• EXERCISE DATA
#####
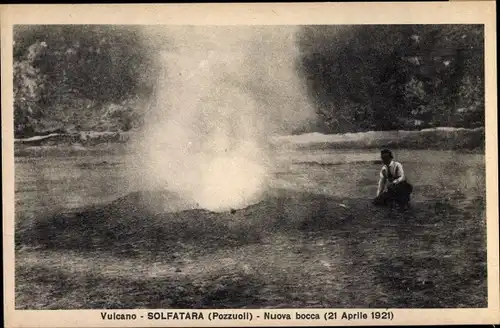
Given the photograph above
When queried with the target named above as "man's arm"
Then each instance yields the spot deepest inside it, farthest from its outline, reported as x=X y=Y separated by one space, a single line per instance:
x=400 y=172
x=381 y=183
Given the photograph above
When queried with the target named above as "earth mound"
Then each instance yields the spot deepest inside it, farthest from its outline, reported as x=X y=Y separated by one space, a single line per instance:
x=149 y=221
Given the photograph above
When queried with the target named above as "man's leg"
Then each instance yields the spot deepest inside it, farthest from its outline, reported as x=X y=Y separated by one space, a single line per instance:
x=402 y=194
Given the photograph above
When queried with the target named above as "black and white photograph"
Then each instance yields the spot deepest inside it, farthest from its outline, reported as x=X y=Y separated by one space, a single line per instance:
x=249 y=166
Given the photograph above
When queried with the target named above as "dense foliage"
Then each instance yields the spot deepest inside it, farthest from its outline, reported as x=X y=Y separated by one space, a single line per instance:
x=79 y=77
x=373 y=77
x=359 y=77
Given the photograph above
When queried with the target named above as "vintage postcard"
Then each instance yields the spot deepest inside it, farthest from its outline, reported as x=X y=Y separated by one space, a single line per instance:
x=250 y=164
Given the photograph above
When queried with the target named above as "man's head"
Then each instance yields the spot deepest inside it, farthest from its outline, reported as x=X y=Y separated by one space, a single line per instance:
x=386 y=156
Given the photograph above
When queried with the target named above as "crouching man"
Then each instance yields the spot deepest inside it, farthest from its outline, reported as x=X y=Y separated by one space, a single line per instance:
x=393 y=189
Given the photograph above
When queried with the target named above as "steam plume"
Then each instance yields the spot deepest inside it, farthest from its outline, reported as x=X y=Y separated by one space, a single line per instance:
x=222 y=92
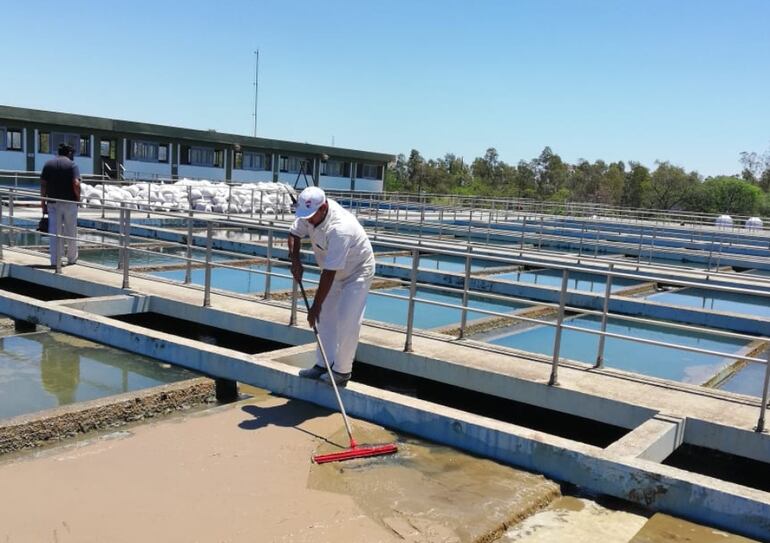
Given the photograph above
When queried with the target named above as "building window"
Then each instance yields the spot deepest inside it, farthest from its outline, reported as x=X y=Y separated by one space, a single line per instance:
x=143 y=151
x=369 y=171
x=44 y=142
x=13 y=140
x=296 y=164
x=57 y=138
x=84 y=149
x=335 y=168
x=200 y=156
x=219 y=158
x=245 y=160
#####
• PROBLEM
Can you write out everything from the start of the items down to the line containing "x=402 y=194", both ends included, keeping the requests unchanged but multiplying each coordinate in the answers by 1.35 and rounding to whole numbers, with halves rounded up? Leave the pictures out.

• TASK RESULT
Given the photograph above
When queried with the target named above as "man's arm"
Then each instance yields the spot deepest inside it, farthest from its outline, reported as x=X y=Y separated by one space, a single line per instance:
x=540 y=232
x=514 y=247
Given the photograph above
When queried with the target named above as "earth mound"
Then each instance yields the spot deepest inside it, farthest from its outline, reported as x=X y=Y separated by one space, a single line per instance:
x=201 y=298
Given the photograph above
When queried with the target named above as "man's leg"
Then each instance yields the spot deepest inside it, farthest from its outline, reported as x=X y=Y separated by one space, a single line per instance:
x=543 y=262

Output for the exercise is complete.